(To do): Only the lines from the one with "Target: misty mountain" through the end of the data are wanted, copied exactly.

>>>

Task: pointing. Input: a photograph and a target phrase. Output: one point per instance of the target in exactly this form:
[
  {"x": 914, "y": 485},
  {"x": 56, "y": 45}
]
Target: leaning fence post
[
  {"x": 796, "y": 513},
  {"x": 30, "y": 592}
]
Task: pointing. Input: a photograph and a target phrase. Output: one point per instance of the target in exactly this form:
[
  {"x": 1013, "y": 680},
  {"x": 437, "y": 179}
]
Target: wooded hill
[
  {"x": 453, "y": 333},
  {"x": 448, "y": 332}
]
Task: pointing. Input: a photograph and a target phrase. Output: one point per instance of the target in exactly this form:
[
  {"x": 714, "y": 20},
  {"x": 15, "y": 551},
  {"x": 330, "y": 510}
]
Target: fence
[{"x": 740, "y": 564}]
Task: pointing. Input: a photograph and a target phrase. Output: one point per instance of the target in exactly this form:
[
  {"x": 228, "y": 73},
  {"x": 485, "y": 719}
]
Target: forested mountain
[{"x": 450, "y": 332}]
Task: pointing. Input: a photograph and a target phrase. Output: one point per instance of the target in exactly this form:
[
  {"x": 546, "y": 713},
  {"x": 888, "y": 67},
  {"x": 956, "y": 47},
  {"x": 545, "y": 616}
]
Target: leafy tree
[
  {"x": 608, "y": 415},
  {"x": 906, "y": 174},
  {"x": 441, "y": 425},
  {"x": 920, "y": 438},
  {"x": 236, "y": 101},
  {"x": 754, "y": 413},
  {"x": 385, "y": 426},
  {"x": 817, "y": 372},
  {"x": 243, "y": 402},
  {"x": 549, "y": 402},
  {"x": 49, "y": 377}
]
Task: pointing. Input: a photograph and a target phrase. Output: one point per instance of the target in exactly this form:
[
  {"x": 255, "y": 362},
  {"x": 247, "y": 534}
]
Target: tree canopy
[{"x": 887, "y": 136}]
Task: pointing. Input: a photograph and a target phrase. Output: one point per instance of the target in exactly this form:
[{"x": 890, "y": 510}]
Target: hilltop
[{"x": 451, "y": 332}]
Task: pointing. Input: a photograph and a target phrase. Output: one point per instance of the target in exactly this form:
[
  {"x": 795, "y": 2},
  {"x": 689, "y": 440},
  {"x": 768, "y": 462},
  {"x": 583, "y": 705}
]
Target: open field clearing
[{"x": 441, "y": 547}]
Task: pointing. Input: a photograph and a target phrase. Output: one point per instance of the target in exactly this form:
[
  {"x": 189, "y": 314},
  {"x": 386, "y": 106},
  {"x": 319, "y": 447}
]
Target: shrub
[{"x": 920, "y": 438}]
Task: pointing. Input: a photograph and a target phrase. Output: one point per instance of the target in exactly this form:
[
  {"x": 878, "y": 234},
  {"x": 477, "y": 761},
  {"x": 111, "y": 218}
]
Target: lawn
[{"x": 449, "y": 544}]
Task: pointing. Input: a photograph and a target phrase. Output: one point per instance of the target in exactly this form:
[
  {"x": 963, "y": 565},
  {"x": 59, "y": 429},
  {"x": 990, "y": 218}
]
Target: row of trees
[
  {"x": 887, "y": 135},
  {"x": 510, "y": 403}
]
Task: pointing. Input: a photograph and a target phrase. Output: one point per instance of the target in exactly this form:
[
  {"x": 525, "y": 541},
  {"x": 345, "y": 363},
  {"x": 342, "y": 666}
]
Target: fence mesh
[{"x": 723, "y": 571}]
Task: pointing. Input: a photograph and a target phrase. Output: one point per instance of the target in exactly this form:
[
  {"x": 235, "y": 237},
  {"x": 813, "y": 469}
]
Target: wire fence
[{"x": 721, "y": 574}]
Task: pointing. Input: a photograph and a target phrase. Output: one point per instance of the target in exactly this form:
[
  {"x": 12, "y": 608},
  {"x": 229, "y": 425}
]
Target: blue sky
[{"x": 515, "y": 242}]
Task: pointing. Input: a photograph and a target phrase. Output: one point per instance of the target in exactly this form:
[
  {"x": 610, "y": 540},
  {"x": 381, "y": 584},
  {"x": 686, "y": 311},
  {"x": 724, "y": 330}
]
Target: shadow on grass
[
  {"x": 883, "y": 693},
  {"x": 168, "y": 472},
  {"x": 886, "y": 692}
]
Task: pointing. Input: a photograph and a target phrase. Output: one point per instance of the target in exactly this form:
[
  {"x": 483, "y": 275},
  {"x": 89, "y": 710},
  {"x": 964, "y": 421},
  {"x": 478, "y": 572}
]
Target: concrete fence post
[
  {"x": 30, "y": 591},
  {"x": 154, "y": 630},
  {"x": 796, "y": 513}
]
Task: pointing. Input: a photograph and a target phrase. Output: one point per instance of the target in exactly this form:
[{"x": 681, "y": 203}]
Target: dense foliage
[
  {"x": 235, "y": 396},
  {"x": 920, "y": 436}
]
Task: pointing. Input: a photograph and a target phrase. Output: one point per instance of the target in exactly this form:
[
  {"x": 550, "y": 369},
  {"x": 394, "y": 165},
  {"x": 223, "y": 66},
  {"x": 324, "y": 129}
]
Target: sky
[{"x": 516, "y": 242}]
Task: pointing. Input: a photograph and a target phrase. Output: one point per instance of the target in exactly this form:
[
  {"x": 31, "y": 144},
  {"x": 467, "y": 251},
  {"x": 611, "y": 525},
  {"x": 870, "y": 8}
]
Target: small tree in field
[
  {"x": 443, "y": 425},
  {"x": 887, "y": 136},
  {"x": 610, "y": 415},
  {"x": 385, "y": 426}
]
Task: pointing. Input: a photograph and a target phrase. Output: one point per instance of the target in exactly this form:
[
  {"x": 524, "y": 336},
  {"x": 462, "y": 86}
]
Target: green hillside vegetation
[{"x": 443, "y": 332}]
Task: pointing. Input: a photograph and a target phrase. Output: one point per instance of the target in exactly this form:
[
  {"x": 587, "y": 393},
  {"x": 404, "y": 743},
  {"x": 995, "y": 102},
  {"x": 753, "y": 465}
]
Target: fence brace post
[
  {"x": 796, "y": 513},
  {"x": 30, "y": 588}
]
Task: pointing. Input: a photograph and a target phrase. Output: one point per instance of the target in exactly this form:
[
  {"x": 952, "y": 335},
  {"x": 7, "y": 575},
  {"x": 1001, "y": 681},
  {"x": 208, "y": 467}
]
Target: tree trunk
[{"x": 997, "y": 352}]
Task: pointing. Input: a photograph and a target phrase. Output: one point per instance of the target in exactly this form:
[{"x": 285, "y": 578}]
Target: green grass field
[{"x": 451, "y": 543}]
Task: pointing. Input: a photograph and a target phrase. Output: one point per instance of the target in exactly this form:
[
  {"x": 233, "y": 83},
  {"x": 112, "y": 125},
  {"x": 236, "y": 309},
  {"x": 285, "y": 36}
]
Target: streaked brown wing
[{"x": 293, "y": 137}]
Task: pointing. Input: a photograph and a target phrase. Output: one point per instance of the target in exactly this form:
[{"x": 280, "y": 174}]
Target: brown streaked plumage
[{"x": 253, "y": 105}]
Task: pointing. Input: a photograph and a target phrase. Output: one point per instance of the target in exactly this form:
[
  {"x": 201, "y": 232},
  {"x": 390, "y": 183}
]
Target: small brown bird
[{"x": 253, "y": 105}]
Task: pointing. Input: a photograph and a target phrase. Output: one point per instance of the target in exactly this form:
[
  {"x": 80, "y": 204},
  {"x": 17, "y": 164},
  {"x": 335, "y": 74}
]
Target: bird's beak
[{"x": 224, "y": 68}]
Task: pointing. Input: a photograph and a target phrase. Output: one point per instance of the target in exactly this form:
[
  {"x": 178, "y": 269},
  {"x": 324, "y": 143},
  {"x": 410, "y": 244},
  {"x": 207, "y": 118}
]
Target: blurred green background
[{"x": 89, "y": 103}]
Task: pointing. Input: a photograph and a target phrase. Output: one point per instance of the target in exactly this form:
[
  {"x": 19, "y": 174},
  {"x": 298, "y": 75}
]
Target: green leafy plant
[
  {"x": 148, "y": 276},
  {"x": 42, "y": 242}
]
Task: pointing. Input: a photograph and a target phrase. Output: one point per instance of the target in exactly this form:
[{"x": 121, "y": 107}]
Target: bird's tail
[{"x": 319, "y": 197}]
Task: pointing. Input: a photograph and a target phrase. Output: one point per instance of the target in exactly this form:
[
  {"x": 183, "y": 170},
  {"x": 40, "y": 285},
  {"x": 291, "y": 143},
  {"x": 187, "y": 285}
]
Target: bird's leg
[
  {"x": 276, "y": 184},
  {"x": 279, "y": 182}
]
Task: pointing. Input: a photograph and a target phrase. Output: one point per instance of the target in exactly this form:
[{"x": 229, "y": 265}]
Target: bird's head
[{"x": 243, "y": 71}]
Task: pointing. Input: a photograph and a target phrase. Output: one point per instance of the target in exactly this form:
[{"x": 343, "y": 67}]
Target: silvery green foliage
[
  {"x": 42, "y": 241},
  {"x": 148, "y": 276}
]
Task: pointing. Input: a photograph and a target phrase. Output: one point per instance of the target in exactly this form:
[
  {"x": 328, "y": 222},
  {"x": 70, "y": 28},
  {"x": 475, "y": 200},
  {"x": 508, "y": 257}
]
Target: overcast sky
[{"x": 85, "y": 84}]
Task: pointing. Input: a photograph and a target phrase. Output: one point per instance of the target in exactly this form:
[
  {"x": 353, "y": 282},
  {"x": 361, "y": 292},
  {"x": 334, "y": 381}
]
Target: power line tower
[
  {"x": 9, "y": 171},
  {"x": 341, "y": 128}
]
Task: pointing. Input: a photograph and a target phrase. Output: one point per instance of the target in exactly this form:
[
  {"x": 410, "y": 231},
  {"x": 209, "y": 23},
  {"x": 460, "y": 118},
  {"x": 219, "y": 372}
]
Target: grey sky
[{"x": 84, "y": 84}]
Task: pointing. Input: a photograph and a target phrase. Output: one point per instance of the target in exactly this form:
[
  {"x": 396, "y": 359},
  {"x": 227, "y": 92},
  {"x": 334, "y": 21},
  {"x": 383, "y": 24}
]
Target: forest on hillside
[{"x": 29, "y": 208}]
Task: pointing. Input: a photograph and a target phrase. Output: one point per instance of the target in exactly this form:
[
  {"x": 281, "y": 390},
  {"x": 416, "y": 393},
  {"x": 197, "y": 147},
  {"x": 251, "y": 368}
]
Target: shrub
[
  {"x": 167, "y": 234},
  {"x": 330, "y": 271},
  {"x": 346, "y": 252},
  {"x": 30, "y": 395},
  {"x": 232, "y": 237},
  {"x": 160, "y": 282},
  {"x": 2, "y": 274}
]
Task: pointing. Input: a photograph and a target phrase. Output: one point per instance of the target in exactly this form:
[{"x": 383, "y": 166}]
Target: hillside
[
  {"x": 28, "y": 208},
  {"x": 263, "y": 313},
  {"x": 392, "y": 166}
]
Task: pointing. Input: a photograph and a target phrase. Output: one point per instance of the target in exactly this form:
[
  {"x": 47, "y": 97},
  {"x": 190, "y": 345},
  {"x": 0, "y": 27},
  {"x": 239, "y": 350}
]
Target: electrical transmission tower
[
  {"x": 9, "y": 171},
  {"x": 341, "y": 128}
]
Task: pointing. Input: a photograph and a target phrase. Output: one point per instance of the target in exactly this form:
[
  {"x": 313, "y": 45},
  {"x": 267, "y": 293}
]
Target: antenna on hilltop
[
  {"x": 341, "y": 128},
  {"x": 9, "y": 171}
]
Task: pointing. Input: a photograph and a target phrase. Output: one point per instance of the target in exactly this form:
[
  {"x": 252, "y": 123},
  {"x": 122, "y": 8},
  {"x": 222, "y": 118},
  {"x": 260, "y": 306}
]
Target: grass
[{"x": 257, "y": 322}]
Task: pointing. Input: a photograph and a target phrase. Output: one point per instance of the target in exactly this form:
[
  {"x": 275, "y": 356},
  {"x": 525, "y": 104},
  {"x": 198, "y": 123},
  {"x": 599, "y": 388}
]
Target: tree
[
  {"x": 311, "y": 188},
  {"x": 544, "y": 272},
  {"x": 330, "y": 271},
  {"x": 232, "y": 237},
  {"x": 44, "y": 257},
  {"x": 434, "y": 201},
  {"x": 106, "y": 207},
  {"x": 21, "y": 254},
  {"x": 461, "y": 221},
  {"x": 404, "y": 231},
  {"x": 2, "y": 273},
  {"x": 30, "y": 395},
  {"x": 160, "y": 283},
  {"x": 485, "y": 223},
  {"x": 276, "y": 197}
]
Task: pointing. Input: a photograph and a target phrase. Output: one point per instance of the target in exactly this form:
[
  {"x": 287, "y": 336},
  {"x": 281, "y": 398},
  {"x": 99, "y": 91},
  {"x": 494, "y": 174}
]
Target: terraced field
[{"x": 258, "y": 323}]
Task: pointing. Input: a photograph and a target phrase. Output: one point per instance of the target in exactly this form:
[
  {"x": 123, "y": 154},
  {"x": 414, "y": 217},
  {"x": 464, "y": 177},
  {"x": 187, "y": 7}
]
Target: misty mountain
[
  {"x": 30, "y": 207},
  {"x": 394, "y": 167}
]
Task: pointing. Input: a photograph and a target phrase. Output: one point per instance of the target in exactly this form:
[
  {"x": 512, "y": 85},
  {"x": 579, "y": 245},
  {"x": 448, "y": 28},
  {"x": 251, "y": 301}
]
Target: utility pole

<<<

(Response area):
Target: misty mountain
[
  {"x": 30, "y": 207},
  {"x": 394, "y": 167}
]
Task: pointing. Input: a photograph and a target phrase. Output: one point per instance of the target in exactly this form:
[
  {"x": 512, "y": 85},
  {"x": 579, "y": 245},
  {"x": 448, "y": 28},
  {"x": 251, "y": 301}
]
Target: utility pole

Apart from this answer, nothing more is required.